* Supplied data:
____________

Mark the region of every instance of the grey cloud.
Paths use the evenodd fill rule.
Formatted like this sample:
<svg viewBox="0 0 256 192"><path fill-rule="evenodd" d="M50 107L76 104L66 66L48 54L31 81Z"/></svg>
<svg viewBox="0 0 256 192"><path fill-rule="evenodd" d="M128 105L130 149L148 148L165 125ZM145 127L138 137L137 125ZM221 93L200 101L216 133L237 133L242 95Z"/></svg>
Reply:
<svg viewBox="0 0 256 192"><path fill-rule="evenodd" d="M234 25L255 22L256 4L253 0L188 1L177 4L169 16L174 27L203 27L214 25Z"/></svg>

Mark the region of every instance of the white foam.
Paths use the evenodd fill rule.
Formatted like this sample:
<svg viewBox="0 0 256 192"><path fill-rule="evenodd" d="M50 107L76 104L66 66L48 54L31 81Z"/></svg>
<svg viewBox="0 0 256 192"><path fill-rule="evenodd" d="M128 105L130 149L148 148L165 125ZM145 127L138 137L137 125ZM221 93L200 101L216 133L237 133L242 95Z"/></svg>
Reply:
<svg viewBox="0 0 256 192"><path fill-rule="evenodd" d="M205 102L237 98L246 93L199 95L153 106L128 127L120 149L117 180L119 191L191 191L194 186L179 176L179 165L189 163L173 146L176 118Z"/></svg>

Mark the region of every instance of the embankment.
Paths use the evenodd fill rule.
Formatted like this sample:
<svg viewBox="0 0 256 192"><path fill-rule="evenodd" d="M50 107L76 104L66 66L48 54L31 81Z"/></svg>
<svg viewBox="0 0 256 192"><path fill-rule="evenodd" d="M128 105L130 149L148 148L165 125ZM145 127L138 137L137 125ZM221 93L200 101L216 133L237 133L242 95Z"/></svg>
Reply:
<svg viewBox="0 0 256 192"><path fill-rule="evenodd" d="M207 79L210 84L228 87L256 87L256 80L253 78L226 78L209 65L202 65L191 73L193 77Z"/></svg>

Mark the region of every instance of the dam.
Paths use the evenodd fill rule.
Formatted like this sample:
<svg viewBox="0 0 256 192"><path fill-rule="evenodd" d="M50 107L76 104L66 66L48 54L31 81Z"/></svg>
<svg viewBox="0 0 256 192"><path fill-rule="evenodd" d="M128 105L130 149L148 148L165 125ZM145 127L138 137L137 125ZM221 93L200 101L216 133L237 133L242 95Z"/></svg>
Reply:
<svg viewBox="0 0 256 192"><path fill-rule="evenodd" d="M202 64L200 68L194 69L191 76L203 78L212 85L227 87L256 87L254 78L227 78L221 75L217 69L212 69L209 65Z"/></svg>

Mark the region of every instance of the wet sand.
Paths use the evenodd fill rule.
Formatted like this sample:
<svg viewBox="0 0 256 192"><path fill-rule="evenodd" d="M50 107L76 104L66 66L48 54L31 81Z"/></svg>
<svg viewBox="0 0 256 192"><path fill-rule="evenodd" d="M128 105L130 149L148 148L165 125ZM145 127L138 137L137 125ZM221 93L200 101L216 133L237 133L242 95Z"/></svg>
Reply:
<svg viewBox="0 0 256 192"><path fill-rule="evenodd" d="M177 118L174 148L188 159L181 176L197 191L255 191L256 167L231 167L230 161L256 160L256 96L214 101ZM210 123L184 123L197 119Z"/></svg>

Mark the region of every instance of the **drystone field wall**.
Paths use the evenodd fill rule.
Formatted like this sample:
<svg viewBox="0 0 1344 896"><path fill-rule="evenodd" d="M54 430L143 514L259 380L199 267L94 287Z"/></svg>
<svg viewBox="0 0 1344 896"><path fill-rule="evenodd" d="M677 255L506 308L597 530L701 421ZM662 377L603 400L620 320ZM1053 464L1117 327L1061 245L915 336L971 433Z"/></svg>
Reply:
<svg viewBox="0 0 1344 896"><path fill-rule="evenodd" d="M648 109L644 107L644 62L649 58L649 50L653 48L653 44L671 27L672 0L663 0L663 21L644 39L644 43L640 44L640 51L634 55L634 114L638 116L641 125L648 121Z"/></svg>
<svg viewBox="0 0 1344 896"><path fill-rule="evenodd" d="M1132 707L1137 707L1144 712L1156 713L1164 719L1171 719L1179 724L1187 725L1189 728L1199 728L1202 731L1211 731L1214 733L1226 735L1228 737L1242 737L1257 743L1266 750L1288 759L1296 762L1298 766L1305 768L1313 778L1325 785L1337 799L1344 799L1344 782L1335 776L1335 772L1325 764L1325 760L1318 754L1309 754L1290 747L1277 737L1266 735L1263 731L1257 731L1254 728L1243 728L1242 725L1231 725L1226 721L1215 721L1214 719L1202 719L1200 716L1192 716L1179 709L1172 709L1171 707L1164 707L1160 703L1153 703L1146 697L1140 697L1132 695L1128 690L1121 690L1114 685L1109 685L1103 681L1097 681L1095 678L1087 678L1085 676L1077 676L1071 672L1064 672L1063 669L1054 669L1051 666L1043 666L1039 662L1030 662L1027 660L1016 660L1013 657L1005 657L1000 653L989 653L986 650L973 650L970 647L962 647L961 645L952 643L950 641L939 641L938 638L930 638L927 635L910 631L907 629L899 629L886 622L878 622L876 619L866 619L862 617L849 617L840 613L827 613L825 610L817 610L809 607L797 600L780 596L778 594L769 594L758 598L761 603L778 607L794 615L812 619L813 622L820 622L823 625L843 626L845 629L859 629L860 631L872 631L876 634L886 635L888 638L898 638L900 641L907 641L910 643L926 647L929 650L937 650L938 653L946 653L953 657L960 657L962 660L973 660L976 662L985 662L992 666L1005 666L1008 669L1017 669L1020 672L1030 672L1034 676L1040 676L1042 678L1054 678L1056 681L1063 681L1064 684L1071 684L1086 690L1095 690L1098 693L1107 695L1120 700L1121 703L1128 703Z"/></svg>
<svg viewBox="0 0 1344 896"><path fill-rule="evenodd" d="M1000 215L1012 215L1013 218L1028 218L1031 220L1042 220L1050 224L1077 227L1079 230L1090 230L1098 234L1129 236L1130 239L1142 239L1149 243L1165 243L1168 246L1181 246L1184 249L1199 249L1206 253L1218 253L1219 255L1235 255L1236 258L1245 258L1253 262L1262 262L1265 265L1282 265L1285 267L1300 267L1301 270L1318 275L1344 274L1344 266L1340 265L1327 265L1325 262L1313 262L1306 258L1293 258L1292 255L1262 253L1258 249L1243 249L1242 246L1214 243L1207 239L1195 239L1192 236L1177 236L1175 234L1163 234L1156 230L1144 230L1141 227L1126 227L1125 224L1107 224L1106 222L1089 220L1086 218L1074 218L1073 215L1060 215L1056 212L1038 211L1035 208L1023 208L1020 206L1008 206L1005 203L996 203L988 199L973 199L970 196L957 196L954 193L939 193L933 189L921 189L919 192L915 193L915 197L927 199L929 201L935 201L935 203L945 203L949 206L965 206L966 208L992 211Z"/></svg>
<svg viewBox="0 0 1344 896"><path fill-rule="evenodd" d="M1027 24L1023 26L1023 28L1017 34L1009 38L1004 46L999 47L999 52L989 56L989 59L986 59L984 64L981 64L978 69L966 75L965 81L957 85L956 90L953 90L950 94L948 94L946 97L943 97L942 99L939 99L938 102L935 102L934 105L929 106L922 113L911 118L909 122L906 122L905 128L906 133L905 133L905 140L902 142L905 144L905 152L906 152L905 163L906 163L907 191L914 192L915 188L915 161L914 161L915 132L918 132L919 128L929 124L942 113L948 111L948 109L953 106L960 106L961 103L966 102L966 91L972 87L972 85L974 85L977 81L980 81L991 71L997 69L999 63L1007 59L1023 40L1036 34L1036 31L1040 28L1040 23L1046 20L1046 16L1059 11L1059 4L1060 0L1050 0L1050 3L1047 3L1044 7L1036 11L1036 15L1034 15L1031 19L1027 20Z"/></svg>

____________

* Stated exercise:
Reproduce every one of the entries above word for word, changing nothing.

* Solution for this exercise:
Mark the region of every instance of the grey cloud.
Paths use the evenodd fill rule.
Formatted like this sample:
<svg viewBox="0 0 256 192"><path fill-rule="evenodd" d="M50 107L76 104L66 66L48 54L31 81Z"/></svg>
<svg viewBox="0 0 256 192"><path fill-rule="evenodd" d="M128 105L130 149L148 148L165 125ZM145 127L138 137L137 125ZM221 93L200 101L216 133L237 133L242 95Z"/></svg>
Reply:
<svg viewBox="0 0 256 192"><path fill-rule="evenodd" d="M234 25L255 22L256 4L253 0L188 1L177 4L169 16L174 27L203 27L214 25Z"/></svg>

Mark the region of every instance of the white foam.
Paths use the evenodd fill rule.
Formatted like this sample:
<svg viewBox="0 0 256 192"><path fill-rule="evenodd" d="M50 107L76 104L66 66L48 54L31 81Z"/></svg>
<svg viewBox="0 0 256 192"><path fill-rule="evenodd" d="M128 105L130 149L148 148L165 125ZM145 127L138 137L137 125ZM221 93L200 101L216 133L237 133L242 95Z"/></svg>
Reply:
<svg viewBox="0 0 256 192"><path fill-rule="evenodd" d="M205 102L237 98L246 93L199 95L153 106L128 127L120 149L117 180L119 191L191 191L194 186L179 176L179 165L189 163L173 146L176 118Z"/></svg>

Mark the region of every instance of the embankment.
Paths use the evenodd fill rule.
Formatted like this sample:
<svg viewBox="0 0 256 192"><path fill-rule="evenodd" d="M50 107L76 104L66 66L48 54L31 81Z"/></svg>
<svg viewBox="0 0 256 192"><path fill-rule="evenodd" d="M128 105L130 149L148 148L165 125ZM145 127L138 137L137 125ZM221 93L200 101L216 133L237 133L242 95Z"/></svg>
Reply:
<svg viewBox="0 0 256 192"><path fill-rule="evenodd" d="M207 79L210 84L228 87L256 87L256 80L253 78L226 78L209 65L202 65L191 73L193 77Z"/></svg>

Mark the region of every instance of the dam.
Paths use the evenodd fill rule.
Formatted like this sample:
<svg viewBox="0 0 256 192"><path fill-rule="evenodd" d="M50 107L76 104L66 66L48 54L31 81Z"/></svg>
<svg viewBox="0 0 256 192"><path fill-rule="evenodd" d="M128 105L130 149L148 148L165 125ZM145 127L138 137L137 125ZM221 93L200 101L216 133L237 133L242 95Z"/></svg>
Reply:
<svg viewBox="0 0 256 192"><path fill-rule="evenodd" d="M202 64L200 68L194 69L191 76L203 78L212 85L227 87L256 87L254 78L227 78L221 75L217 69L212 69L209 65Z"/></svg>

Mark the region of every instance of the wet sand.
Paths use the evenodd fill rule.
Formatted like this sample:
<svg viewBox="0 0 256 192"><path fill-rule="evenodd" d="M50 107L76 104L66 66L48 54L31 81Z"/></svg>
<svg viewBox="0 0 256 192"><path fill-rule="evenodd" d="M128 105L130 149L148 148L165 125ZM145 127L138 137L137 125ZM221 93L200 101L216 133L237 133L242 95Z"/></svg>
Reply:
<svg viewBox="0 0 256 192"><path fill-rule="evenodd" d="M177 118L174 148L188 159L181 176L197 191L255 191L256 167L231 167L230 161L256 160L256 96L214 101ZM210 123L184 123L197 119Z"/></svg>

Mark the region of every instance of the **drystone field wall**.
Paths use the evenodd fill rule.
Formatted like this sample:
<svg viewBox="0 0 1344 896"><path fill-rule="evenodd" d="M54 430L143 514L259 380L199 267L94 287Z"/></svg>
<svg viewBox="0 0 1344 896"><path fill-rule="evenodd" d="M677 255L506 308L597 530L701 421ZM662 377L603 400L620 320ZM1053 464L1117 327L1061 245L915 336L971 433Z"/></svg>
Reply:
<svg viewBox="0 0 1344 896"><path fill-rule="evenodd" d="M648 109L644 107L644 62L649 58L649 50L653 48L653 44L671 27L672 0L663 0L663 21L644 39L644 43L640 44L640 51L634 55L634 114L638 116L641 125L648 121Z"/></svg>
<svg viewBox="0 0 1344 896"><path fill-rule="evenodd" d="M1132 707L1137 707L1144 712L1156 713L1164 719L1171 719L1179 724L1187 725L1189 728L1199 728L1202 731L1211 731L1214 733L1226 735L1228 737L1242 737L1257 743L1266 750L1288 759L1296 762L1298 766L1305 768L1313 778L1325 785L1337 799L1344 799L1344 782L1335 776L1335 772L1325 764L1325 760L1318 754L1309 754L1290 747L1277 737L1266 735L1263 731L1257 731L1254 728L1243 728L1242 725L1231 725L1226 721L1215 721L1214 719L1202 719L1200 716L1192 716L1179 709L1172 709L1171 707L1164 707L1160 703L1153 703L1146 697L1140 697L1132 695L1128 690L1121 690L1114 685L1109 685L1103 681L1097 681L1095 678L1087 678L1085 676L1077 676L1071 672L1064 672L1063 669L1054 669L1051 666L1043 666L1039 662L1030 662L1027 660L1016 660L1013 657L1005 657L1000 653L989 653L986 650L973 650L970 647L962 647L961 645L952 643L950 641L939 641L938 638L930 638L927 635L910 631L907 629L899 629L886 622L878 622L876 619L866 619L862 617L849 617L840 613L827 613L825 610L817 610L809 607L797 600L780 596L778 594L769 594L758 598L761 603L778 607L794 615L812 619L813 622L820 622L823 625L843 626L845 629L859 629L860 631L872 631L876 634L886 635L888 638L898 638L900 641L907 641L910 643L926 647L929 650L937 650L938 653L946 653L953 657L960 657L962 660L973 660L976 662L985 662L992 666L1005 666L1008 669L1017 669L1020 672L1030 672L1034 676L1040 676L1042 678L1054 678L1056 681L1063 681L1064 684L1071 684L1086 690L1095 690L1098 693L1107 695L1120 700L1121 703L1128 703Z"/></svg>
<svg viewBox="0 0 1344 896"><path fill-rule="evenodd" d="M1000 215L1012 215L1013 218L1028 218L1031 220L1042 220L1050 224L1077 227L1079 230L1090 230L1098 234L1129 236L1130 239L1142 239L1149 243L1165 243L1168 246L1181 246L1184 249L1199 249L1206 253L1218 253L1219 255L1235 255L1236 258L1245 258L1253 262L1262 262L1265 265L1282 265L1285 267L1300 267L1301 270L1318 275L1344 274L1344 266L1340 265L1327 265L1325 262L1313 262L1306 258L1293 258L1292 255L1262 253L1258 249L1243 249L1242 246L1214 243L1207 239L1195 239L1192 236L1177 236L1175 234L1163 234L1156 230L1144 230L1141 227L1126 227L1125 224L1107 224L1106 222L1089 220L1086 218L1074 218L1073 215L1060 215L1056 212L1038 211L1035 208L1023 208L1020 206L1008 206L1005 203L996 203L988 199L973 199L970 196L957 196L954 193L939 193L933 189L921 189L919 192L915 193L915 197L927 199L929 201L935 201L935 203L945 203L949 206L965 206L966 208L992 211Z"/></svg>
<svg viewBox="0 0 1344 896"><path fill-rule="evenodd" d="M1027 24L1023 26L1023 28L1017 34L1009 38L1004 46L999 47L999 52L989 56L989 59L986 59L984 64L981 64L978 69L966 75L965 81L957 85L956 90L953 90L950 94L948 94L946 97L943 97L942 99L939 99L938 102L935 102L934 105L929 106L922 113L911 118L909 122L906 122L905 128L906 133L905 133L905 140L902 142L905 144L905 152L906 152L905 163L906 163L907 191L914 192L915 188L915 161L914 161L915 132L918 132L919 128L929 124L942 113L948 111L948 109L953 106L960 106L961 103L966 102L966 91L972 87L972 85L974 85L977 81L980 81L991 71L997 69L999 63L1007 59L1023 40L1036 34L1036 31L1040 28L1040 23L1046 20L1046 16L1059 11L1059 4L1060 0L1050 0L1050 3L1047 3L1044 7L1036 11L1036 15L1034 15L1031 19L1027 20Z"/></svg>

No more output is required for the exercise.